• _STATED EXERCISE_
Lay out these lines as a Markdown table with the columns Row and Line, numbering each row and leaving out blank lines.

[Records in a dataset]
■ ■ ■ ■
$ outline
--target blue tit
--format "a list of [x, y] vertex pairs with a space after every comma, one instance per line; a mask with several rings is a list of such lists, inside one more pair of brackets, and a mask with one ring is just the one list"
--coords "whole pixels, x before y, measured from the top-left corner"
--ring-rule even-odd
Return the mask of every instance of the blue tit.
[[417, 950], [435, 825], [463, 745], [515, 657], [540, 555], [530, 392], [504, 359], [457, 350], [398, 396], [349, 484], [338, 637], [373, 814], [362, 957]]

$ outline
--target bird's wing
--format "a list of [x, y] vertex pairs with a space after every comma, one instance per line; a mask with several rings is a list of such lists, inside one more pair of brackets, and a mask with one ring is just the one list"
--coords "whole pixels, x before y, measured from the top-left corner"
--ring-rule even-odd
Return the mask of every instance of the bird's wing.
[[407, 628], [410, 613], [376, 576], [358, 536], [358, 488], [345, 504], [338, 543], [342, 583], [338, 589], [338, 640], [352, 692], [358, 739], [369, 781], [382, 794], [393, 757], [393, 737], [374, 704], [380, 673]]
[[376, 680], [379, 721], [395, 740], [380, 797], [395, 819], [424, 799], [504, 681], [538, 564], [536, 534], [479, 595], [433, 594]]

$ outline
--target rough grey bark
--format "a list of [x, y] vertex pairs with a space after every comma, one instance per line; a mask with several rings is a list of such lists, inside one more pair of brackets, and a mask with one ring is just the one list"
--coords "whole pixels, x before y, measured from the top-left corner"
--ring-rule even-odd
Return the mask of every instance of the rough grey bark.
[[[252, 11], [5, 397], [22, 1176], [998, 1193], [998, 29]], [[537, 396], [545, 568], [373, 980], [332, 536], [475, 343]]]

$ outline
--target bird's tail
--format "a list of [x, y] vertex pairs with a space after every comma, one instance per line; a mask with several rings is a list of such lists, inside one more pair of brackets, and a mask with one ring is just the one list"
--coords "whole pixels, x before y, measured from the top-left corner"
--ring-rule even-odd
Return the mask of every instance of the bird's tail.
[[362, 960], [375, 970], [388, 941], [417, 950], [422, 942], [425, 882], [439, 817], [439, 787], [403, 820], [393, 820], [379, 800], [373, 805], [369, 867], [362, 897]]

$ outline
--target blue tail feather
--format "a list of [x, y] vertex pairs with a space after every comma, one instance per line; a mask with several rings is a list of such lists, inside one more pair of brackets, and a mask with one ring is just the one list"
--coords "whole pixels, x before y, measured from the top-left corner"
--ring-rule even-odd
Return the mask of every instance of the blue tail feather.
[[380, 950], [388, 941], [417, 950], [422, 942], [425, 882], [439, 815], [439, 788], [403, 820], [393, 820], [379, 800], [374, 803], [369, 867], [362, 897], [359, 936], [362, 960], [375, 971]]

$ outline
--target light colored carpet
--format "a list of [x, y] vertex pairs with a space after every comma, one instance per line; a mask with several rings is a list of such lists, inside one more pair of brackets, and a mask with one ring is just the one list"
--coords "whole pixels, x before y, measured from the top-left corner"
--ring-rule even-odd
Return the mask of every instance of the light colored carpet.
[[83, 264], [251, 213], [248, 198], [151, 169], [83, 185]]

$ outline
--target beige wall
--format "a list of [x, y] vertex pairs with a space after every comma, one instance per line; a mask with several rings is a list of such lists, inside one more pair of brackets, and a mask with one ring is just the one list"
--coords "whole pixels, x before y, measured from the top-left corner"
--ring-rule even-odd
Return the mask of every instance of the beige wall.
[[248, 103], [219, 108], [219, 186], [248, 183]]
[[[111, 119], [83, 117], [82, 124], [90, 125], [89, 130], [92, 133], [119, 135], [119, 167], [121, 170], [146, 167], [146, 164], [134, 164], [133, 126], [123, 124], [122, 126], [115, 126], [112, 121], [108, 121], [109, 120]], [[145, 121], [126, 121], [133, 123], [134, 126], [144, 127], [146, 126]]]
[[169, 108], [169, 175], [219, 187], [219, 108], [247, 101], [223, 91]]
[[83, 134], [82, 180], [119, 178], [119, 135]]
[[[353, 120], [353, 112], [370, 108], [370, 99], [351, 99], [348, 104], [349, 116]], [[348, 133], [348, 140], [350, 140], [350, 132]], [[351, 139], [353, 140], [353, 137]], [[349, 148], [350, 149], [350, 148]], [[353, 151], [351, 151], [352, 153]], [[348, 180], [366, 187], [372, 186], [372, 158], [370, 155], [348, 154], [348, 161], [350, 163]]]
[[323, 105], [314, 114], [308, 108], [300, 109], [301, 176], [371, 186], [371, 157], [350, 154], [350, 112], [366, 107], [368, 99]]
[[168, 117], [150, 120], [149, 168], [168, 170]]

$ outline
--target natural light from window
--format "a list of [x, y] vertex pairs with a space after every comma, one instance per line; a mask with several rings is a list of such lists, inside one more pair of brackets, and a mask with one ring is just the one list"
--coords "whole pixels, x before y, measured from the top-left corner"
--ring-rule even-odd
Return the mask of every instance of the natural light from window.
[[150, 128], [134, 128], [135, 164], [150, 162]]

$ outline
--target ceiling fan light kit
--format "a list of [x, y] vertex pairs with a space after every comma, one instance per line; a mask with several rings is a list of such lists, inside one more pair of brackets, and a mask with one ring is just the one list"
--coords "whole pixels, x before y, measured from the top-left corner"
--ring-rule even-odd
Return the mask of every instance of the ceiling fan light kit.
■ ■ ■ ■
• _THE OUTPUT_
| Row | Line |
|---|---|
| 1 | $ outline |
| 2 | --target blue tit |
| 3 | --format "a list of [x, y] vertex pairs with a space after every comma, one instance per line; a mask with several rings is a list of such lists, inside one more pair of brackets, and a mask with one ring is just the one list" |
| 4 | --coords "whole pixels, x before y, measured from the top-left corner" |
| 5 | --ring-rule even-odd |
| 6 | Return the mask of every instance of the blue tit. |
| 7 | [[417, 950], [435, 825], [463, 745], [515, 657], [540, 555], [530, 392], [504, 359], [457, 350], [398, 396], [349, 484], [338, 637], [373, 814], [362, 957]] |
| 8 | $ outline |
| 9 | --target bird's wing |
| 10 | --format "a list of [x, y] vertex pairs with a space after every comma, one instance per line; a mask with several rings is a list of such lists, inside one more pair of brackets, and a mask with one ring is just the one list" |
| 11 | --coords "whole pixels, x before y, measured from the top-left corner" |
| 12 | --ring-rule even-odd |
| 13 | Return the mask of every instance of the bird's wing. |
| 14 | [[407, 628], [410, 613], [376, 576], [358, 536], [358, 488], [345, 504], [338, 543], [342, 583], [338, 589], [338, 640], [352, 692], [358, 739], [369, 781], [382, 794], [393, 757], [393, 737], [374, 704], [380, 673]] |
| 15 | [[376, 680], [379, 721], [395, 740], [380, 797], [395, 819], [424, 799], [504, 681], [538, 564], [536, 534], [479, 595], [433, 594]] |
| 16 | $ outline |
| 17 | --target rough grey bark |
| 18 | --format "a list of [x, y] vertex pairs with a space after every comma, one instance per line; a mask with several rings is a list of such lists, inside one more pair of brackets, and a mask with one ring is just the one list" |
| 19 | --coords "whole pixels, x before y, measured from the top-left corner" |
| 20 | --ring-rule even-odd |
| 21 | Return the mask of every instance of the rough grey bark. |
| 22 | [[[252, 11], [5, 397], [22, 1176], [998, 1193], [998, 29]], [[537, 396], [545, 568], [373, 980], [332, 536], [475, 343]]] |
| 23 | $ outline |
| 24 | --target bird's tail |
| 25 | --format "a list of [x, y] vertex pairs with a space after every comma, one instance per line; a mask with several rings is a list of such lists, inside one more pair of brackets, and a mask with one ring is just the one list" |
| 26 | --coords "whole pixels, x before y, measured from the top-left corner" |
| 27 | --ring-rule even-odd |
| 28 | Return the mask of every instance of the bird's tail. |
| 29 | [[362, 960], [375, 970], [388, 941], [417, 950], [422, 942], [425, 882], [439, 817], [439, 787], [403, 820], [393, 820], [379, 800], [373, 805], [369, 867], [362, 897]] |
| 30 | $ outline |
| 31 | --target blue tail feather |
| 32 | --format "a list of [x, y] vertex pairs with a space after every comma, one instance per line; a mask with several rings is a list of such lists, inside one more pair of brackets, and a mask with one ring is just the one list" |
| 33 | --coords "whole pixels, x before y, measured from the top-left corner" |
| 34 | --ring-rule even-odd |
| 35 | Return the mask of every instance of the blue tail feather. |
| 36 | [[380, 950], [388, 941], [417, 950], [422, 942], [425, 882], [439, 815], [439, 788], [403, 820], [393, 820], [379, 800], [374, 803], [369, 867], [362, 897], [359, 936], [362, 960], [375, 971]] |
| 37 | $ outline |
| 38 | --target light colored carpet |
| 39 | --format "a list of [x, y] vertex pairs with a space after every comma, one instance per line; a mask with several rings is a list of such lists, inside one more pair of brackets, and a mask with one ring is just the one list" |
| 40 | --coords "whole pixels, x before y, measured from the top-left corner" |
| 41 | --ring-rule even-odd |
| 42 | Return the mask of every instance of the light colored carpet. |
| 43 | [[83, 264], [251, 213], [248, 198], [151, 169], [83, 185]] |
| 44 | $ outline |
| 45 | --target beige wall |
| 46 | --format "a list of [x, y] vertex pairs with a space after every comma, one instance per line; a mask with several rings is a list of such lists, inside one more pair of brackets, and a mask with one ring is just the one list" |
| 47 | --coords "whole pixels, x before y, measured from the top-left corner" |
| 48 | --ring-rule even-odd |
| 49 | Return the mask of every instance of the beige wall. |
| 50 | [[248, 103], [219, 108], [219, 186], [248, 183]] |
| 51 | [[[111, 119], [83, 117], [82, 124], [90, 125], [89, 130], [92, 133], [119, 135], [119, 167], [121, 170], [146, 167], [146, 164], [134, 164], [133, 126], [123, 124], [122, 126], [115, 126], [112, 121], [108, 121], [109, 120]], [[145, 121], [126, 121], [133, 123], [134, 126], [144, 127], [146, 126]]] |
| 52 | [[169, 108], [169, 175], [219, 187], [219, 108], [247, 101], [223, 91]] |
| 53 | [[83, 134], [82, 180], [119, 178], [119, 135]] |
| 54 | [[[353, 120], [353, 112], [370, 108], [370, 99], [351, 99], [348, 104], [349, 116]], [[348, 133], [348, 140], [350, 140], [350, 132]], [[351, 139], [353, 140], [353, 137]], [[349, 148], [350, 149], [350, 148]], [[353, 151], [351, 151], [352, 153]], [[348, 180], [366, 187], [372, 186], [372, 158], [370, 155], [348, 154], [348, 161], [350, 163]]] |
| 55 | [[323, 105], [314, 114], [308, 108], [300, 109], [301, 176], [371, 186], [371, 157], [350, 154], [350, 112], [366, 107], [368, 99]] |
| 56 | [[168, 117], [150, 120], [149, 168], [168, 170]] |
| 57 | $ outline |
| 58 | --target natural light from window |
| 59 | --format "a list of [x, y] vertex pairs with a space after every comma, one instance per line; a mask with several rings is a list of such lists, inside one more pair of brackets, and a mask with one ring is just the one list" |
| 60 | --coords "whole pixels, x before y, measured from the top-left corner" |
| 61 | --ring-rule even-odd |
| 62 | Return the mask of every instance of the natural light from window. |
| 63 | [[150, 128], [134, 128], [135, 164], [150, 162]] |
| 64 | $ outline |
| 65 | --target ceiling fan light kit |
| 66 | --format "a list of [x, y] vertex pairs with a space after every comma, one instance per line; a mask with several rings is a list of such lists, inside one more pair of brackets, and a mask with one ring is just the one list" |
| 67 | --coords "whole pixels, x before y, measured from the top-left corner" |
| 68 | --ring-rule even-odd |
| 69 | Return the mask of every instance of the ceiling fan light kit. |